>>>>
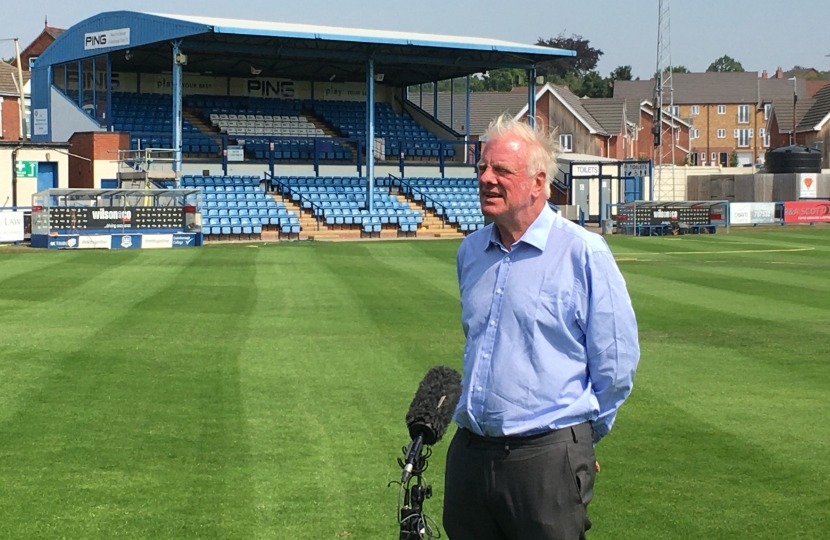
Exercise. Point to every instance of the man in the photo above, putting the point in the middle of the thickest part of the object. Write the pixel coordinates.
(550, 355)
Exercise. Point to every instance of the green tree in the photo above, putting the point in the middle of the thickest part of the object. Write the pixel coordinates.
(621, 73)
(593, 85)
(725, 63)
(586, 58)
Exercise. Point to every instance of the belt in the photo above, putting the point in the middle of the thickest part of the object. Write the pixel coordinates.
(571, 433)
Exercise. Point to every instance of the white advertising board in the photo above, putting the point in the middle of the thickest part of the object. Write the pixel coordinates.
(157, 241)
(103, 241)
(751, 213)
(236, 153)
(11, 226)
(586, 170)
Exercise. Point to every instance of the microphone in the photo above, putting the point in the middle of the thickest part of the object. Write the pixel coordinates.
(430, 412)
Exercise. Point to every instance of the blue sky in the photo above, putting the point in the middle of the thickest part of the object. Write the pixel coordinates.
(761, 34)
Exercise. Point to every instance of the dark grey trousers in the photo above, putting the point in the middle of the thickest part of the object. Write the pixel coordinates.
(519, 488)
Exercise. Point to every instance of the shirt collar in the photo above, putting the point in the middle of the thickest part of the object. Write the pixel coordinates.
(536, 235)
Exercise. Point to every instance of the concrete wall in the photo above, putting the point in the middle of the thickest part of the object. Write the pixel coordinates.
(26, 187)
(67, 118)
(751, 187)
(9, 118)
(96, 157)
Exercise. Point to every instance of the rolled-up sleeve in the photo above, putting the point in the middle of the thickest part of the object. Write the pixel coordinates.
(611, 340)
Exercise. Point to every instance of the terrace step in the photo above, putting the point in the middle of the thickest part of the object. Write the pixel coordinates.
(432, 225)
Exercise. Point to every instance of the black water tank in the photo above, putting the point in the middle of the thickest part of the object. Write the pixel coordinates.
(793, 159)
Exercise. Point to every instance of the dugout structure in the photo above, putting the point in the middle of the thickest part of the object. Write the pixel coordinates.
(661, 218)
(116, 218)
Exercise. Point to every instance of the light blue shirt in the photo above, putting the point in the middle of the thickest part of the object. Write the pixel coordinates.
(551, 334)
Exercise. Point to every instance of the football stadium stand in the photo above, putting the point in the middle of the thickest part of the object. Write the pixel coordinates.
(266, 101)
(236, 207)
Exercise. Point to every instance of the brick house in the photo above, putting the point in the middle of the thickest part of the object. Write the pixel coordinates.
(9, 102)
(780, 123)
(644, 141)
(596, 127)
(33, 51)
(727, 112)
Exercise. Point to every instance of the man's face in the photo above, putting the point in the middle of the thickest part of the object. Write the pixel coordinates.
(505, 188)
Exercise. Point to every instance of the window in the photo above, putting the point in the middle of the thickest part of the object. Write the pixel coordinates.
(744, 136)
(762, 134)
(743, 114)
(566, 142)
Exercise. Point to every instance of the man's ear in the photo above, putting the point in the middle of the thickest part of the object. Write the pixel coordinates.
(539, 182)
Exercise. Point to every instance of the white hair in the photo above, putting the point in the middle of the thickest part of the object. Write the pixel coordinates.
(543, 147)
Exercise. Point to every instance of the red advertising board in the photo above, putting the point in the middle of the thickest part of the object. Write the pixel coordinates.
(806, 211)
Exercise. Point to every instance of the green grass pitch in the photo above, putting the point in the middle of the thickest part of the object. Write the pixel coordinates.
(259, 391)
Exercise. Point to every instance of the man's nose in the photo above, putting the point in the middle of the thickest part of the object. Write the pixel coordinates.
(486, 176)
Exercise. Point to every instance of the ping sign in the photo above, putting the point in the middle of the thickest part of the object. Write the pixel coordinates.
(106, 38)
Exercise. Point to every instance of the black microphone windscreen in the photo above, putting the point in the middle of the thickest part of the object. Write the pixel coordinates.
(434, 404)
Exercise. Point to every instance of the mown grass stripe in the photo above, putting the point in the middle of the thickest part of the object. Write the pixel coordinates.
(146, 411)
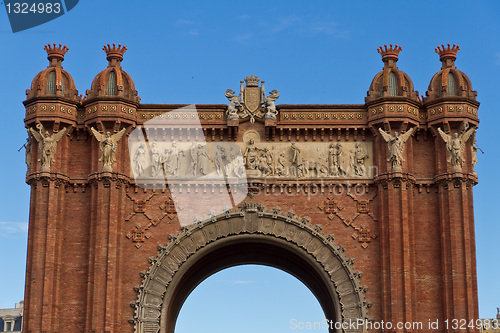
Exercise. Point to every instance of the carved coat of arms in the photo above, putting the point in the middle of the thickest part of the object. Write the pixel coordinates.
(252, 101)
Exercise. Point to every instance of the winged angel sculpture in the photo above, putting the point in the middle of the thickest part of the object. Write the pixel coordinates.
(455, 145)
(47, 144)
(396, 145)
(107, 144)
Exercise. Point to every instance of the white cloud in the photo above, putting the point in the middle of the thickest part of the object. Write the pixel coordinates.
(13, 227)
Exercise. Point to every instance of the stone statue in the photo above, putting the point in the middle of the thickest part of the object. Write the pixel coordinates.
(139, 159)
(358, 160)
(27, 145)
(172, 162)
(455, 146)
(155, 160)
(396, 144)
(47, 144)
(251, 156)
(232, 108)
(220, 160)
(280, 165)
(271, 111)
(203, 159)
(335, 160)
(107, 144)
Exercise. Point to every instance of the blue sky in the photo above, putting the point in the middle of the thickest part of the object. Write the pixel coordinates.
(312, 52)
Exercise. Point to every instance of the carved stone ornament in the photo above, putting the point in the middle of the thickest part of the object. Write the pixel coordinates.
(171, 272)
(252, 101)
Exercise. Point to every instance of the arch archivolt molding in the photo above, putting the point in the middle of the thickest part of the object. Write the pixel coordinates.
(250, 218)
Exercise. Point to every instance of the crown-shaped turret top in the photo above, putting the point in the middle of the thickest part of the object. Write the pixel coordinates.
(55, 54)
(114, 54)
(389, 55)
(447, 55)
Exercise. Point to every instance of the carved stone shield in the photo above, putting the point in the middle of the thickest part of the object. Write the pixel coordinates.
(252, 98)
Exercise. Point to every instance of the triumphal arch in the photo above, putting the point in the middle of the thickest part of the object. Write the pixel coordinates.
(133, 205)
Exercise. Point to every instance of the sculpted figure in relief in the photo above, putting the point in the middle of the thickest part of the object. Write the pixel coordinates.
(335, 160)
(251, 156)
(47, 144)
(267, 162)
(235, 166)
(220, 160)
(193, 160)
(27, 145)
(270, 100)
(455, 145)
(155, 160)
(172, 160)
(203, 159)
(358, 160)
(107, 145)
(474, 149)
(232, 108)
(303, 169)
(139, 159)
(396, 144)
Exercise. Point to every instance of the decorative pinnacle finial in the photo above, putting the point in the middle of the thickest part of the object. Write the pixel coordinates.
(447, 52)
(390, 53)
(56, 52)
(114, 52)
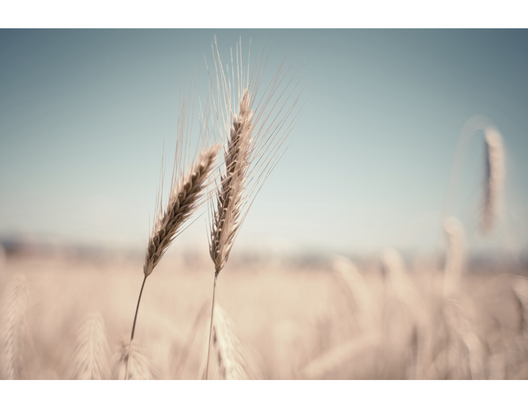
<<<<
[Given exercise] Collect every line of the listing above that contains the word "microphone", and copy each of those lines in full.

[Solved exercise]
Exercise. Point to every instance of the microphone in the photo above, putting the point in the middle of the thickest part of the object. Write the pixel coordinates.
Exercise. Point to every instance of the black microphone windscreen in the photo above, putting the point in the middle of the thickest part of the object. Write the pixel coordinates.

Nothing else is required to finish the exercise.